▶ **Extract to read**:

- First look poster
- Directed by: Janjot Singh
- Screenplay by: Rakesh Dhawan
- Produced by: Karaj Gill; Ashu Munish Sahni;
- Starring: Amrinder Gill; Simi Chahal; Iftikhar Thakur; Nasir Chinyoti; Rup Khatkar; Akram Udas; Gurshabad;
- Cinematography: Sandeep Patil
- Edited by: Parminder Virdi; Sadik Ali Shaikh;
- Music by: Dr Zeus; Beat Minister;
- Production companies: Rhythm Boyz Entertainment; Gillz Network; Omjee Star Studios; Canvas Creations Ltd;
- Distributed by: Rhythm Boyz
- Release date: 1 October 2021;
- Running time: 130 minutes
- Country: India
- Language: Punjabi
- Box office: est. ₹35.81 crore

= Chal Mera Putt 3 =

2021 Indian Punjabi-language comedy-drama film

Chal Mera Putt 3 is a 2021 Indian Punjabi-language comedy-drama film directed by Janjot Singh. It is a direct sequel to 2020 film Chal Mera Putt 2. The film is produced by Karaj Gill under Rhythm Boyz Entertainment and by Ashu Munish Sahni under Omjee Star Studios. It stars Amrinder Gill, and Simi Chahal in lead roles. The film revolves around Punjabis trying hard to make a living in a foreign land. The film also stars Iftikhar Thakur, Nasir Chinyoti, Akram Udas, Zafri Khan, Gurshabad, Hardeep Gill, Rup Khatkar, Sajan Abbas and Ruby Anam in supporting roles.

▶ **What you have to do**: Continue the article on the film Chal Mera Putt 3 from its last sentence.

[Dataset entries]
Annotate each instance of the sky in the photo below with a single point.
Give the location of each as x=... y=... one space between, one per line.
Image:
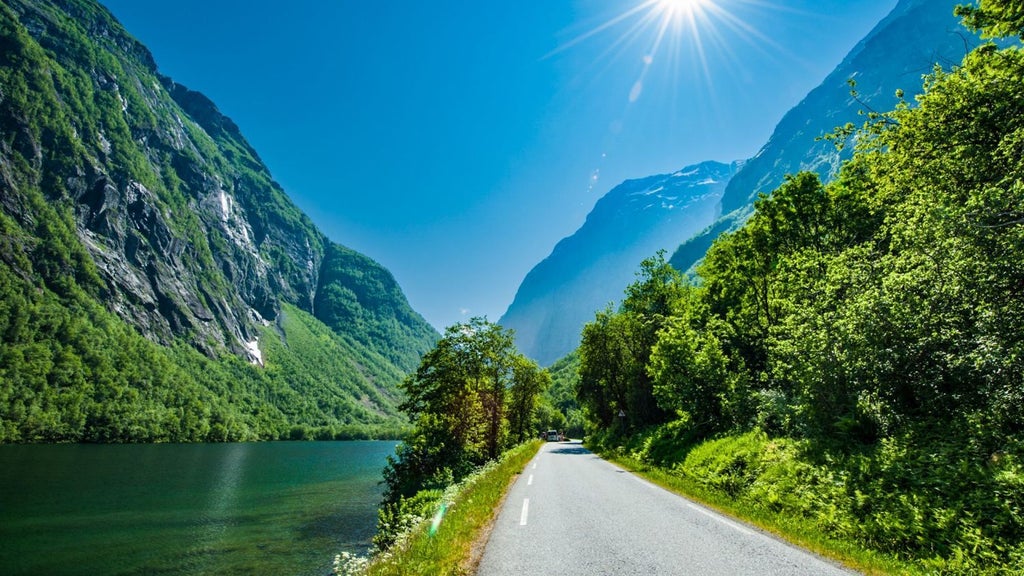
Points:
x=457 y=141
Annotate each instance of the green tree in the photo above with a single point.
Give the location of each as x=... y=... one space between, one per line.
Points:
x=461 y=400
x=994 y=17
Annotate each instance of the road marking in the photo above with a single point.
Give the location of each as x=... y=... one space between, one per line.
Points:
x=731 y=525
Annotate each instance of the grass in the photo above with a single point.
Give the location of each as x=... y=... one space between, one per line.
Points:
x=798 y=531
x=457 y=544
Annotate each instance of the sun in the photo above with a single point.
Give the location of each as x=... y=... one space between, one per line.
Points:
x=680 y=8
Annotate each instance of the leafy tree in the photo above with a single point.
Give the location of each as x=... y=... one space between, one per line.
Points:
x=468 y=394
x=994 y=17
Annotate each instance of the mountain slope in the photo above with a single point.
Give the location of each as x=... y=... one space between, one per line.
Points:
x=906 y=44
x=590 y=269
x=131 y=206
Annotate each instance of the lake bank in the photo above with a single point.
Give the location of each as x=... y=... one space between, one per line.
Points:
x=183 y=509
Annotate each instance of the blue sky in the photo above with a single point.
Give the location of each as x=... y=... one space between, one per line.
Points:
x=457 y=141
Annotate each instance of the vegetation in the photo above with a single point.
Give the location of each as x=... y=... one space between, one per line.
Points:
x=71 y=371
x=852 y=357
x=105 y=167
x=443 y=529
x=472 y=399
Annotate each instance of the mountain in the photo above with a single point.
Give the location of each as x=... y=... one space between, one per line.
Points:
x=590 y=269
x=157 y=282
x=916 y=36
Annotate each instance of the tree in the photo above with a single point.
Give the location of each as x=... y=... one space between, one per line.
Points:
x=994 y=17
x=468 y=394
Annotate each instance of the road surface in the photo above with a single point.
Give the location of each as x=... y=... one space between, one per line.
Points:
x=573 y=513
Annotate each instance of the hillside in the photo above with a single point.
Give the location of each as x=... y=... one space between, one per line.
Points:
x=916 y=36
x=587 y=271
x=152 y=266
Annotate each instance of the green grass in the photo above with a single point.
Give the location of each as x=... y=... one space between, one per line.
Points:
x=457 y=544
x=799 y=531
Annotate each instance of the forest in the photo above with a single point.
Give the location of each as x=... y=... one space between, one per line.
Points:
x=853 y=356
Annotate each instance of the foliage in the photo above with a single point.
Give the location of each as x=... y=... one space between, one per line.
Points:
x=442 y=537
x=472 y=397
x=853 y=356
x=614 y=386
x=559 y=408
x=994 y=17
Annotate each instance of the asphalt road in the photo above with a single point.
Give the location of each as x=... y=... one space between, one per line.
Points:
x=572 y=513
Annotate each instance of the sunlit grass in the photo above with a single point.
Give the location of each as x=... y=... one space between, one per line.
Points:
x=455 y=544
x=801 y=532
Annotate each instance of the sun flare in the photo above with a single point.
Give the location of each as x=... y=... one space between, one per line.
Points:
x=675 y=8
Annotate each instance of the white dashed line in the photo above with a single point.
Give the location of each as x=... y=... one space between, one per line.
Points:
x=720 y=519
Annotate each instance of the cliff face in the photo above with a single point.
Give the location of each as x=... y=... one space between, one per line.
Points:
x=137 y=227
x=589 y=270
x=905 y=45
x=192 y=237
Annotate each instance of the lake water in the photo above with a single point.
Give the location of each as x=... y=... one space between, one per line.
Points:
x=274 y=508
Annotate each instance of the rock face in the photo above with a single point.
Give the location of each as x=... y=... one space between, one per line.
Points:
x=192 y=237
x=906 y=44
x=590 y=269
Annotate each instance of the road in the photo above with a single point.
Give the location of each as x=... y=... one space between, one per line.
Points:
x=573 y=513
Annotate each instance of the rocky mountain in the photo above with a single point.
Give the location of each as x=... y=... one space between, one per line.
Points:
x=907 y=44
x=127 y=199
x=589 y=270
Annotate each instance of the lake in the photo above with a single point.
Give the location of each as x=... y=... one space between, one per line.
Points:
x=275 y=508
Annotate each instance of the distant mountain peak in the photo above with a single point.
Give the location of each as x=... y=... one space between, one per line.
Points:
x=591 y=268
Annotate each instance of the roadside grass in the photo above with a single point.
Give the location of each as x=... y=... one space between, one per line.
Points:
x=798 y=531
x=455 y=547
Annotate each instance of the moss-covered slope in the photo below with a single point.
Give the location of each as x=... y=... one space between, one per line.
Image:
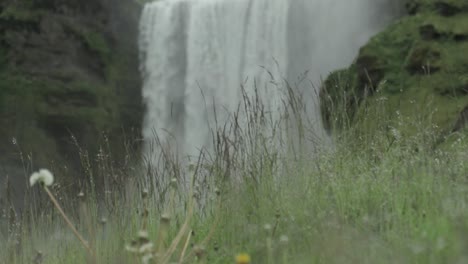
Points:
x=417 y=69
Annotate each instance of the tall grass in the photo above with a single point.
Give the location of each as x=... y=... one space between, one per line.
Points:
x=265 y=189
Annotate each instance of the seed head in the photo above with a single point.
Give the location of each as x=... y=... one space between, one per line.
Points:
x=44 y=176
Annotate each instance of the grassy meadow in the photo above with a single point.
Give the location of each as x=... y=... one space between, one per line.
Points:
x=377 y=194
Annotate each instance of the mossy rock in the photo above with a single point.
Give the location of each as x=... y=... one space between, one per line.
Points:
x=417 y=67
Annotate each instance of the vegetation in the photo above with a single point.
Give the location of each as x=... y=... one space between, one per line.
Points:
x=371 y=198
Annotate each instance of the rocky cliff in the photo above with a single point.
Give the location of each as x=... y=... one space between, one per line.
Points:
x=414 y=72
x=68 y=74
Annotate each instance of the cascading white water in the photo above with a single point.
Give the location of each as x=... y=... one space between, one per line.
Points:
x=197 y=53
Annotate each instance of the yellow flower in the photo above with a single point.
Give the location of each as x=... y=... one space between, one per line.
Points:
x=243 y=259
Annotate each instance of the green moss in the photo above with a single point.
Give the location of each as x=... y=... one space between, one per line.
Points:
x=96 y=42
x=416 y=70
x=19 y=13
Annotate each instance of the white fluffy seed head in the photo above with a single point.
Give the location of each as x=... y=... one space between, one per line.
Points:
x=43 y=176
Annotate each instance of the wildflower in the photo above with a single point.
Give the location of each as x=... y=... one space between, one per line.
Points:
x=243 y=259
x=44 y=176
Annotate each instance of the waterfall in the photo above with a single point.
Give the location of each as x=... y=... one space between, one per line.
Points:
x=196 y=54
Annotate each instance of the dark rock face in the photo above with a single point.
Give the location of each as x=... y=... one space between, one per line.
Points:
x=418 y=64
x=67 y=67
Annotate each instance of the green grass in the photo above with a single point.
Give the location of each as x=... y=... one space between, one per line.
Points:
x=376 y=198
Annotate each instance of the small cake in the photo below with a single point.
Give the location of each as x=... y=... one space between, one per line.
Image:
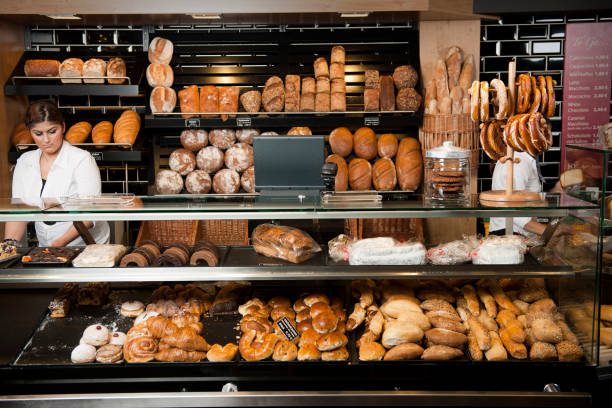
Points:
x=83 y=353
x=132 y=308
x=96 y=335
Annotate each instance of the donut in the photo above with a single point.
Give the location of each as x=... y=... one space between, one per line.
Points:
x=132 y=308
x=96 y=335
x=210 y=159
x=109 y=353
x=83 y=353
x=198 y=182
x=117 y=338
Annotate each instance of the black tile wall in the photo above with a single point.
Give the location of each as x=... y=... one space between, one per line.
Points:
x=536 y=43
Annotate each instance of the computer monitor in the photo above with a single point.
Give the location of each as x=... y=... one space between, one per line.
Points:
x=288 y=162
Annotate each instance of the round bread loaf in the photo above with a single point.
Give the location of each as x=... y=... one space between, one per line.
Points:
x=387 y=145
x=247 y=180
x=360 y=174
x=341 y=183
x=182 y=161
x=168 y=182
x=341 y=141
x=160 y=75
x=194 y=139
x=210 y=159
x=245 y=135
x=222 y=138
x=364 y=143
x=198 y=182
x=226 y=181
x=383 y=174
x=239 y=157
x=405 y=76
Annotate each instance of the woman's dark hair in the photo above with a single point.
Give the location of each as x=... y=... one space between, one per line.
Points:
x=43 y=111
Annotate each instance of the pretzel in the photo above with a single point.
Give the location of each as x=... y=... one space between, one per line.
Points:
x=500 y=102
x=484 y=101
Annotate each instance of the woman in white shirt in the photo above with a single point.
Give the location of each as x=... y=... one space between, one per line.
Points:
x=56 y=169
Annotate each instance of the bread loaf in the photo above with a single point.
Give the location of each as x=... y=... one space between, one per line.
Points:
x=116 y=68
x=39 y=67
x=94 y=67
x=160 y=51
x=383 y=175
x=409 y=164
x=71 y=68
x=190 y=101
x=341 y=180
x=159 y=75
x=387 y=93
x=162 y=100
x=78 y=132
x=209 y=99
x=364 y=143
x=387 y=145
x=360 y=174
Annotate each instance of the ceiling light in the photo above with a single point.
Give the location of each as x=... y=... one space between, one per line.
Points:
x=355 y=14
x=64 y=17
x=206 y=16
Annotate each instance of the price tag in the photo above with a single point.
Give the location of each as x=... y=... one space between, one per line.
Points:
x=287 y=328
x=191 y=123
x=371 y=121
x=243 y=122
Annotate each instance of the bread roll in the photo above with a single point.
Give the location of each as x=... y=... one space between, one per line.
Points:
x=341 y=141
x=94 y=67
x=78 y=132
x=39 y=67
x=409 y=164
x=116 y=68
x=160 y=51
x=364 y=143
x=160 y=75
x=209 y=99
x=341 y=180
x=71 y=68
x=190 y=101
x=162 y=100
x=383 y=175
x=360 y=174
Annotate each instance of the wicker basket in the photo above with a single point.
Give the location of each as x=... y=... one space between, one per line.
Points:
x=460 y=129
x=402 y=229
x=168 y=232
x=224 y=232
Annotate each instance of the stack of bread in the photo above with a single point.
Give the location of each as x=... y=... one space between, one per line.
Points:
x=75 y=71
x=384 y=174
x=221 y=160
x=448 y=91
x=313 y=329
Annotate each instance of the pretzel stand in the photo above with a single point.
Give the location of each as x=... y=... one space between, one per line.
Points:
x=509 y=197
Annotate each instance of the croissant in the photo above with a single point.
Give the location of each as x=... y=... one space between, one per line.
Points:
x=187 y=339
x=174 y=354
x=78 y=132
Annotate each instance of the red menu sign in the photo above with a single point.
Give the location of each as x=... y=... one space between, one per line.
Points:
x=586 y=92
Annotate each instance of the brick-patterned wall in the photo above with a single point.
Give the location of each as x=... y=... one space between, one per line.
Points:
x=536 y=43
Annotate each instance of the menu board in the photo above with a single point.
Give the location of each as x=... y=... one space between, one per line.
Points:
x=586 y=93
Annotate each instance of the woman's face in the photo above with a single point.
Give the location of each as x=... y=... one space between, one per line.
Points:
x=48 y=136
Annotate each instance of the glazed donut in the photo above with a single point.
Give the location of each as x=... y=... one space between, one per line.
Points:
x=262 y=350
x=537 y=96
x=500 y=102
x=484 y=101
x=550 y=90
x=284 y=351
x=475 y=100
x=218 y=353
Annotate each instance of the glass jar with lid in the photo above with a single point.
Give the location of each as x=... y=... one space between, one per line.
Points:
x=447 y=173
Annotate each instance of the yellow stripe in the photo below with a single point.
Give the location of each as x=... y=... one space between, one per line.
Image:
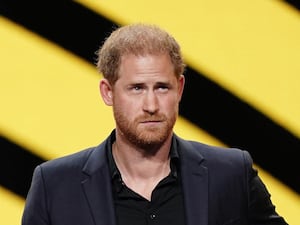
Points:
x=11 y=207
x=50 y=99
x=249 y=47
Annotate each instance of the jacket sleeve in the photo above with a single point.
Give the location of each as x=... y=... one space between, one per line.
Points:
x=261 y=209
x=35 y=211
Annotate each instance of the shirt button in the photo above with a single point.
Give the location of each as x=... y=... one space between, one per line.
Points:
x=152 y=216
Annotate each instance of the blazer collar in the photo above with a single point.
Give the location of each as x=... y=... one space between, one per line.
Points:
x=195 y=183
x=96 y=185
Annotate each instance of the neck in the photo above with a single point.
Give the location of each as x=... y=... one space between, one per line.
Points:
x=141 y=172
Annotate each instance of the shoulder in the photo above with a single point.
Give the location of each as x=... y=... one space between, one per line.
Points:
x=213 y=154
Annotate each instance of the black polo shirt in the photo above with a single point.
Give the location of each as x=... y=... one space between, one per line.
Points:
x=166 y=206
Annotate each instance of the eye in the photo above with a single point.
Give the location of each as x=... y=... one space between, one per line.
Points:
x=136 y=88
x=163 y=88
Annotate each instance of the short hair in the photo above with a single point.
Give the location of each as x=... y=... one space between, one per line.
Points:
x=138 y=39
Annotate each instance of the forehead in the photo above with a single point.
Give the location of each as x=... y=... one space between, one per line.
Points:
x=149 y=64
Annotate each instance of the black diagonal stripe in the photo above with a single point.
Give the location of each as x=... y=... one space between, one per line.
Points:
x=16 y=166
x=239 y=125
x=204 y=103
x=293 y=3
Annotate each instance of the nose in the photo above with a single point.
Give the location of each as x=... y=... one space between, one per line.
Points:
x=150 y=102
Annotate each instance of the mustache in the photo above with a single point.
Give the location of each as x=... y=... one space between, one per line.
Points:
x=151 y=118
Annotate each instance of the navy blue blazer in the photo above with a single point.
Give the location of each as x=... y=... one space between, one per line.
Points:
x=220 y=186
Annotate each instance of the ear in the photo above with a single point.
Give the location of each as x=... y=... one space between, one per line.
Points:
x=181 y=82
x=106 y=92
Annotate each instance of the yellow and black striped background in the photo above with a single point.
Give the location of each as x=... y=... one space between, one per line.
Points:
x=242 y=90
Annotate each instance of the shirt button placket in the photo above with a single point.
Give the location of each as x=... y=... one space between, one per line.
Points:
x=152 y=216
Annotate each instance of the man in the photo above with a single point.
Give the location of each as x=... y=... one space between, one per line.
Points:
x=143 y=173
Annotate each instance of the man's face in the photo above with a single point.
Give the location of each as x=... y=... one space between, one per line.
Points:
x=146 y=98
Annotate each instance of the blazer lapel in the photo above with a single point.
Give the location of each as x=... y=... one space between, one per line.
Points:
x=195 y=184
x=97 y=187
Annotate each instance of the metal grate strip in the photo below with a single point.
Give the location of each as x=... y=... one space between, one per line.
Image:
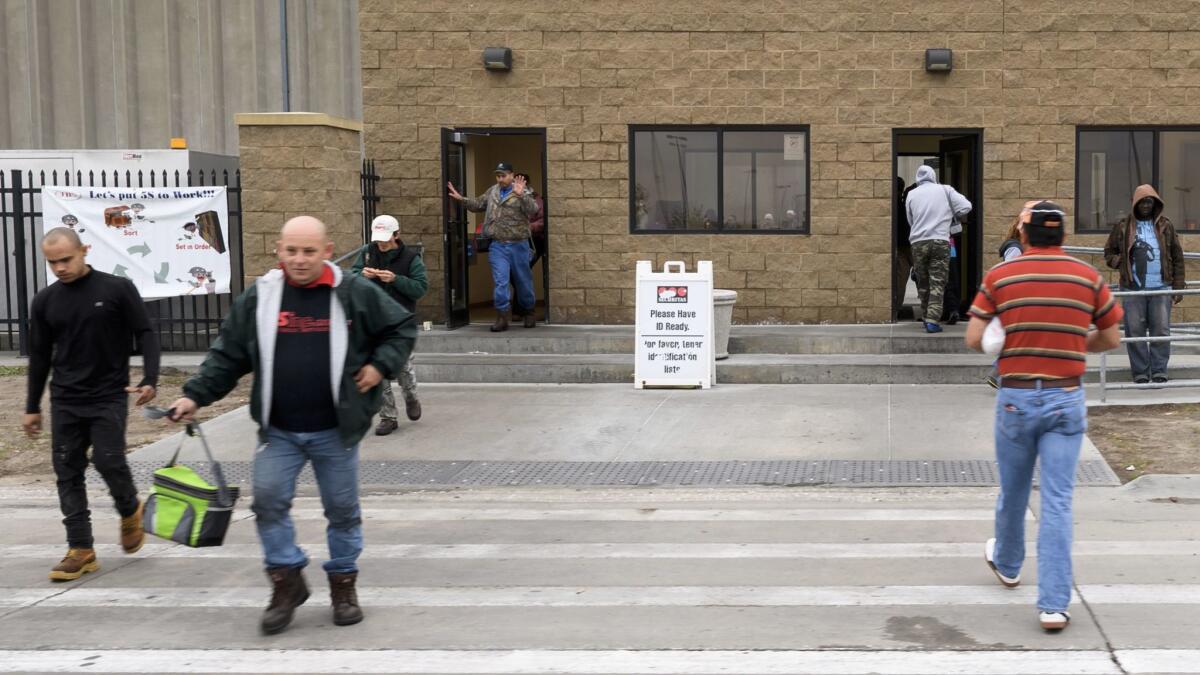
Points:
x=660 y=473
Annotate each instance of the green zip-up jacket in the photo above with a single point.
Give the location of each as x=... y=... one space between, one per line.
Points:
x=411 y=284
x=365 y=327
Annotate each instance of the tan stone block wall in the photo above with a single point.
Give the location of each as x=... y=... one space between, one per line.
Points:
x=1026 y=72
x=295 y=169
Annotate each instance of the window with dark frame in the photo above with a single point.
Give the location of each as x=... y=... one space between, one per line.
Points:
x=1110 y=163
x=730 y=179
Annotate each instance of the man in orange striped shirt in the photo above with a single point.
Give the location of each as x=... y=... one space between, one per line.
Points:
x=1047 y=300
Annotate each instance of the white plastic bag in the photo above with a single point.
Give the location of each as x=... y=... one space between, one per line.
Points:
x=994 y=338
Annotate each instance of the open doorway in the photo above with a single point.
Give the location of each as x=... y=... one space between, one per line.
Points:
x=957 y=155
x=468 y=159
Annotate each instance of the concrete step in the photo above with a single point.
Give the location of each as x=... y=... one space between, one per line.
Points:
x=879 y=339
x=748 y=369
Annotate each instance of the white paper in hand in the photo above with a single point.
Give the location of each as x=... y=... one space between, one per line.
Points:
x=994 y=338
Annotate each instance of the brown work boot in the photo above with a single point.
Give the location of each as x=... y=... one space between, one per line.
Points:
x=132 y=536
x=385 y=426
x=345 y=598
x=413 y=408
x=77 y=563
x=291 y=591
x=502 y=322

▶ **Answer section**:
== Cast ==
- Amrinder Gill as Jaswinder Singh 'Jinder'
- Simi Chahal as Swaran Kaur 'Savy'
- Iftikhar Thakur as Chaudhary Shamsher
- Nasir Chinyoti as Tabreez
- Akram Udas as Boota
- Hardeep Gill as Bikkar Chacha
- Rup Khatkar as Bal
- Gurshabad as Balwinder Singh 'Billa'
- Zafri Khan as Advocate Bilal Randhawa
- Agha Majid as Tabreez's father
- Sajan Abbas as Channa
- Ruby Anam as Saaira
- Amanat Chan as Mithoo
- Asad Kaifi
- Karamjit Anmol (special appearance)
- Haroon Rafiq as Wedding guest

==Music==
The music of the film was composed by Dr Zeus and Beat Minister.

===Tracklist===

| No. | Title | Lyrics | Music | Singer(s) | Length |
|---|---|---|---|---|---|
| 1. | "Channa Ve Channa" | Harmanjeet | Dr Zeus | Gurshabad | 2:57 |
| 2. | "Phull Gende Da" | Beat Minister | Beat Minister | Amrinder Gill, Sanam Marvi | 5:02 |
| 3. | "Painda Umraan Da" | Satta Vairowalia | Beat Minister | Gurshabad | 2:38 |

== Release ==
=== Theatrical ===
Chal Mera Putt 3 was released on 1 October 2021.
=== Home media ===
The film was digitally released on Chaupal on 11 May 2026.

== Reception ==
In India, the film collected ₹1.30-1.35 crore nett on the opening day, making the record for a post pandemic release. In opening weekend, the film collected ₹4.73 crore nett. In North America, the film grossed $210,000 on its opening day, and $644,000 in its opening weekend. In United Kingdom, it grossed £192,957 in its opening weekend, finishing sixth. The film grossed A$283,610 in Australia and NZ$39,694 in New Zealand, in the first week.

== Sequel ==
A fourth film in the series, Chal Mera Putt 4 was released in International markets on 1 August 2025. However, the film was not released in India due to controversies related to 2025 India–Pakistan conflict. The film grossed USD1.8 million at the box-office. The film was released on Chaupal on 30 July 2026.